**Your goal**:
In which lines of the data does the string "sofa" appear? Copy every one.

**Input**:
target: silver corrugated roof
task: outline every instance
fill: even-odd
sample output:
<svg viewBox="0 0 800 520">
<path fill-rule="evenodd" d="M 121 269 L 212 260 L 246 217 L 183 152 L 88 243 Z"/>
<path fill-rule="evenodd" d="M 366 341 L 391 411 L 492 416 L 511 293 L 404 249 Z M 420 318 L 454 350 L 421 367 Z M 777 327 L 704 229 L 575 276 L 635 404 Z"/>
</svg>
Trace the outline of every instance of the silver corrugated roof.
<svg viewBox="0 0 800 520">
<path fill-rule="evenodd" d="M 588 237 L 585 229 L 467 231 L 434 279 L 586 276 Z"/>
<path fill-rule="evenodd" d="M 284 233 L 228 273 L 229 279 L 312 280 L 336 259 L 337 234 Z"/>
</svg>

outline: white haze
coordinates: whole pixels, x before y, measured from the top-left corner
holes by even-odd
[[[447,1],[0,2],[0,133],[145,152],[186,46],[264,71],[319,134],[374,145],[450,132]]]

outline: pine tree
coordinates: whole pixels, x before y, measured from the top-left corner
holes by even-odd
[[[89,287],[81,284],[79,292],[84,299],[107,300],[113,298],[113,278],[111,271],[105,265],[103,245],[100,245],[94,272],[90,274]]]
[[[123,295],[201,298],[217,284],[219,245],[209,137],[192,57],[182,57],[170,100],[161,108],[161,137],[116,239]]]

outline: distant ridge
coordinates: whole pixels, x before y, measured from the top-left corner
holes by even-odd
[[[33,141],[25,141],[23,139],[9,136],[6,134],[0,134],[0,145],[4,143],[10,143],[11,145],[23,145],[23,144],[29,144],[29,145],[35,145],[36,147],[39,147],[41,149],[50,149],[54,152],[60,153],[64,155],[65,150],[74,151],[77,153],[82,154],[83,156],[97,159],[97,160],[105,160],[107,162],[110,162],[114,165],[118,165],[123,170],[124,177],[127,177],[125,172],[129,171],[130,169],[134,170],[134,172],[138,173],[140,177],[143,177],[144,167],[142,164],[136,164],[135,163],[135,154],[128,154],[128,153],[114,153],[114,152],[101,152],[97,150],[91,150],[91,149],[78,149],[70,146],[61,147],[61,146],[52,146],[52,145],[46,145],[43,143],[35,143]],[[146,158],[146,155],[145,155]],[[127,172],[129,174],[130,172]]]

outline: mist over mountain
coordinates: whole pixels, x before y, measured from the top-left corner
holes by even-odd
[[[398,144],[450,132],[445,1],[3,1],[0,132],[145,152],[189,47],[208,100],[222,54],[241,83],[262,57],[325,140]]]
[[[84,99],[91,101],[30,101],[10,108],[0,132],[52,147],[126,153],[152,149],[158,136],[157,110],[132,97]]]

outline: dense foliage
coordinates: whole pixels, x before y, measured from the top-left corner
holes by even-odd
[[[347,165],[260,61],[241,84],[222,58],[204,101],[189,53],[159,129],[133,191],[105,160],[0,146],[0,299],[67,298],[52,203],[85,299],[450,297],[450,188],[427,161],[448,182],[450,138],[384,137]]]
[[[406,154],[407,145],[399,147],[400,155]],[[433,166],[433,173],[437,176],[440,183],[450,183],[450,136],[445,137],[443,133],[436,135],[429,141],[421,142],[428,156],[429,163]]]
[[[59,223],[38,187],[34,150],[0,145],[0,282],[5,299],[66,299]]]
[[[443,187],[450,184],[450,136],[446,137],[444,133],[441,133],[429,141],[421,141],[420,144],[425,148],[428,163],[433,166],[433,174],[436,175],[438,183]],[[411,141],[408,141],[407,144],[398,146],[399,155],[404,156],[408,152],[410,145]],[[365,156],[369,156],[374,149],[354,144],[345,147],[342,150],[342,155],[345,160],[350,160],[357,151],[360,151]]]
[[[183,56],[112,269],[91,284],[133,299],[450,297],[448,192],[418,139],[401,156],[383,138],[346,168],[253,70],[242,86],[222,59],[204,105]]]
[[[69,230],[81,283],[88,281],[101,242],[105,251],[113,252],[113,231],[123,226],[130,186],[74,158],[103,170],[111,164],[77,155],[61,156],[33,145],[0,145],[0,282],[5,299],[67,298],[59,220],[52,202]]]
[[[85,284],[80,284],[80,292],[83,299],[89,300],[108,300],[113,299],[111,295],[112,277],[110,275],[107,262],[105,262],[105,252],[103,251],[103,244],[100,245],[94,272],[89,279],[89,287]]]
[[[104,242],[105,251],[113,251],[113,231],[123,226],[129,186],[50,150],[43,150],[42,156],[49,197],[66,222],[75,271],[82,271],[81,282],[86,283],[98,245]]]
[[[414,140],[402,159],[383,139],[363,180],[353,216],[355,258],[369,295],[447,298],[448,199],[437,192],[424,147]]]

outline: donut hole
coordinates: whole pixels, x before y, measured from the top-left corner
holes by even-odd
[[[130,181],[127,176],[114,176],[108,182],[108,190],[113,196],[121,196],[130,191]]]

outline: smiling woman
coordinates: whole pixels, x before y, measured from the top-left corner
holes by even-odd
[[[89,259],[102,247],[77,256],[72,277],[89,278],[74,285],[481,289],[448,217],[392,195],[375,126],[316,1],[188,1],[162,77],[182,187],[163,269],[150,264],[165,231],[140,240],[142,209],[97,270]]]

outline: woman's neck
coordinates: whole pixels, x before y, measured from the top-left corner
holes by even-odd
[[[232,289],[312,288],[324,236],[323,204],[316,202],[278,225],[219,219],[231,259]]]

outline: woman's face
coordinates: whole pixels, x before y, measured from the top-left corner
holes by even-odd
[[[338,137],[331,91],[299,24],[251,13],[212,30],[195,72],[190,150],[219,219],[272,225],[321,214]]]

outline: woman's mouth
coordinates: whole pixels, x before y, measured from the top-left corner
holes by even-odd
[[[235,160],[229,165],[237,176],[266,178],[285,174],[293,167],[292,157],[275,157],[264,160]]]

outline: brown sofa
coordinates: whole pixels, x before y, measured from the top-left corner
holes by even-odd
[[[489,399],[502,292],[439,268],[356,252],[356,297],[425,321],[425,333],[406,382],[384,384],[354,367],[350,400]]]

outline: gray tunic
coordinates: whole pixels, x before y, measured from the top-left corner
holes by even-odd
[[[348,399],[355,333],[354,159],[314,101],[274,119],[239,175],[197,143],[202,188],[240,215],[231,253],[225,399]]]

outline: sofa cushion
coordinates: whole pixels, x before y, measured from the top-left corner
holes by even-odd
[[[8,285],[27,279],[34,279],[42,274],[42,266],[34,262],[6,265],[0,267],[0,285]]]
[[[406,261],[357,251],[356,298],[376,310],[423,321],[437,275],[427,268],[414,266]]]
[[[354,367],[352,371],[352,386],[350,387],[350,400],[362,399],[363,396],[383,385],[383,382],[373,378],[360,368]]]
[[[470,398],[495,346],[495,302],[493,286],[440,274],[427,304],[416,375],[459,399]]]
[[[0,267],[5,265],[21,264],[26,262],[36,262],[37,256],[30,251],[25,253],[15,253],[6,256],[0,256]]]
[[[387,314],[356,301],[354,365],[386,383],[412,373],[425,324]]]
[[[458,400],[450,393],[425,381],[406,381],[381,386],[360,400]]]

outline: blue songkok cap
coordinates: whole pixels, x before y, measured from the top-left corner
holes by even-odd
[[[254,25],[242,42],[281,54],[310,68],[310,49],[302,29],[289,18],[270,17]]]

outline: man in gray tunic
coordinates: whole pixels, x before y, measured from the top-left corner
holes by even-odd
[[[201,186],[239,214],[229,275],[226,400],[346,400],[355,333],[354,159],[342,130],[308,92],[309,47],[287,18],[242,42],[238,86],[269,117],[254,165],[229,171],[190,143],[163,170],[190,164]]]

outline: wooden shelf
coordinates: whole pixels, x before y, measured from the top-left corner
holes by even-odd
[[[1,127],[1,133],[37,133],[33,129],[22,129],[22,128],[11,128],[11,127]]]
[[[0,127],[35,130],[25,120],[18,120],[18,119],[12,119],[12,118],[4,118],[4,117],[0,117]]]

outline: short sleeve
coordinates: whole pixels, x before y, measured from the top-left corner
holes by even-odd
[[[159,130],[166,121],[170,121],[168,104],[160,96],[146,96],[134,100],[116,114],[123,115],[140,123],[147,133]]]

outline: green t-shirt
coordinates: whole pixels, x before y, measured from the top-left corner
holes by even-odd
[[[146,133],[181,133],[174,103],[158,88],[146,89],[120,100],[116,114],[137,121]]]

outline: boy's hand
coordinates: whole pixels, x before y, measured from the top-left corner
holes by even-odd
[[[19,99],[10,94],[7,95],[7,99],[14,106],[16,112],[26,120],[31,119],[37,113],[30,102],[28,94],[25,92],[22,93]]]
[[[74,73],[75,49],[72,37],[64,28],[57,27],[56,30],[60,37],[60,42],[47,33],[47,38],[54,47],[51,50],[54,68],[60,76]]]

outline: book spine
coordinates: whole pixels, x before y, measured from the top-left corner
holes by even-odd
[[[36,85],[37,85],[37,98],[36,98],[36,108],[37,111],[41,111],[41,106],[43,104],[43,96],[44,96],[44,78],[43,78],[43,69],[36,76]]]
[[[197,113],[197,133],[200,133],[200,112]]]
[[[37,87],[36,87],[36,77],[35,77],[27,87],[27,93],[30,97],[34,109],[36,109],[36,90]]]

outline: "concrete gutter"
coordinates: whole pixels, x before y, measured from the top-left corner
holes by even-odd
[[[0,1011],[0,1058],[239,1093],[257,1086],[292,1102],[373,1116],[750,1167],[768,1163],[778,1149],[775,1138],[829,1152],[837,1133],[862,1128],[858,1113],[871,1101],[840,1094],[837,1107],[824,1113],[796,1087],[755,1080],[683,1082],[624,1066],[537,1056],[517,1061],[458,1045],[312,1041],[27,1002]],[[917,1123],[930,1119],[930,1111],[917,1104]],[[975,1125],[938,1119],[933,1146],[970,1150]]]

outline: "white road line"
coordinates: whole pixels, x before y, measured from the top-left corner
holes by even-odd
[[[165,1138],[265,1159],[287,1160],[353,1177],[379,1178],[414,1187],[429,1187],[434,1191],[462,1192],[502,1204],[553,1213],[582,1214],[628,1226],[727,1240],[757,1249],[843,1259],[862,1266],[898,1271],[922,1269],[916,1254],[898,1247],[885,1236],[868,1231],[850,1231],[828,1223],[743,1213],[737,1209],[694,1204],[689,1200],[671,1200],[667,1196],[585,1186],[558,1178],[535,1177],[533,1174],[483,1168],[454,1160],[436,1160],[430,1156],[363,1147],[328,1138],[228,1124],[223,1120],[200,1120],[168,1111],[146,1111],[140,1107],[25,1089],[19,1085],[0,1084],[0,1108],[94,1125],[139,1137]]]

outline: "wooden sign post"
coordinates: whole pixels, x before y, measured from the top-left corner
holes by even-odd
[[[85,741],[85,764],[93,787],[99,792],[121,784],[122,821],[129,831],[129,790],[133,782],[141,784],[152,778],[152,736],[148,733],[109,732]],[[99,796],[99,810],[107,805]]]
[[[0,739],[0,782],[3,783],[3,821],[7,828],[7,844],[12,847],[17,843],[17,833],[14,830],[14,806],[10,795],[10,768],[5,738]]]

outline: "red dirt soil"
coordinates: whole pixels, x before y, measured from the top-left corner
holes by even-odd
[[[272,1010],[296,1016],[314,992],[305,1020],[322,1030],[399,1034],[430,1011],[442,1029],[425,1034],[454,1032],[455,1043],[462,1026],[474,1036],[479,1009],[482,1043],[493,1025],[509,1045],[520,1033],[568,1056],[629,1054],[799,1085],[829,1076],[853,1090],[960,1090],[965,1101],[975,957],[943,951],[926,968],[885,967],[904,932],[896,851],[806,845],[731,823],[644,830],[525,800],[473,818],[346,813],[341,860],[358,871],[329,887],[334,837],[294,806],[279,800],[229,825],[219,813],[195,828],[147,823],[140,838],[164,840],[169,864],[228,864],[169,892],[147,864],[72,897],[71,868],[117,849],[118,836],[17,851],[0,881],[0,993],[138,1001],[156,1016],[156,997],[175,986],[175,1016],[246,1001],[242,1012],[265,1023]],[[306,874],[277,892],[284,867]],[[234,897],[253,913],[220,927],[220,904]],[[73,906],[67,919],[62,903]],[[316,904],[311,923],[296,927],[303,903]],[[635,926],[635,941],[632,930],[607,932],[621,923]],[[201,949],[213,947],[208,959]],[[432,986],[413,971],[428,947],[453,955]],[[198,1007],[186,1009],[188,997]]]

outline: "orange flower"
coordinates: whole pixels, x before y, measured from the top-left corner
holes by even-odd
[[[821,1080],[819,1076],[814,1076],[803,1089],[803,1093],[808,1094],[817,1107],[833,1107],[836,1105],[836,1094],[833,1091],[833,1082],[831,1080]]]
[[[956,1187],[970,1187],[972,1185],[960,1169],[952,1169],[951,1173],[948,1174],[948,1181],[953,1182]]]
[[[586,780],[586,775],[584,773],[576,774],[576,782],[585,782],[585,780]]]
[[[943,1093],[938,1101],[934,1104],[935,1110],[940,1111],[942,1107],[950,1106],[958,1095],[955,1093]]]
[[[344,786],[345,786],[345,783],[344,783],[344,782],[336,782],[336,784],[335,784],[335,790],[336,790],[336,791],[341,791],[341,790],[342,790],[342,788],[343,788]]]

**Exercise solution**:
outline: brown sofa
outline: sofa cushion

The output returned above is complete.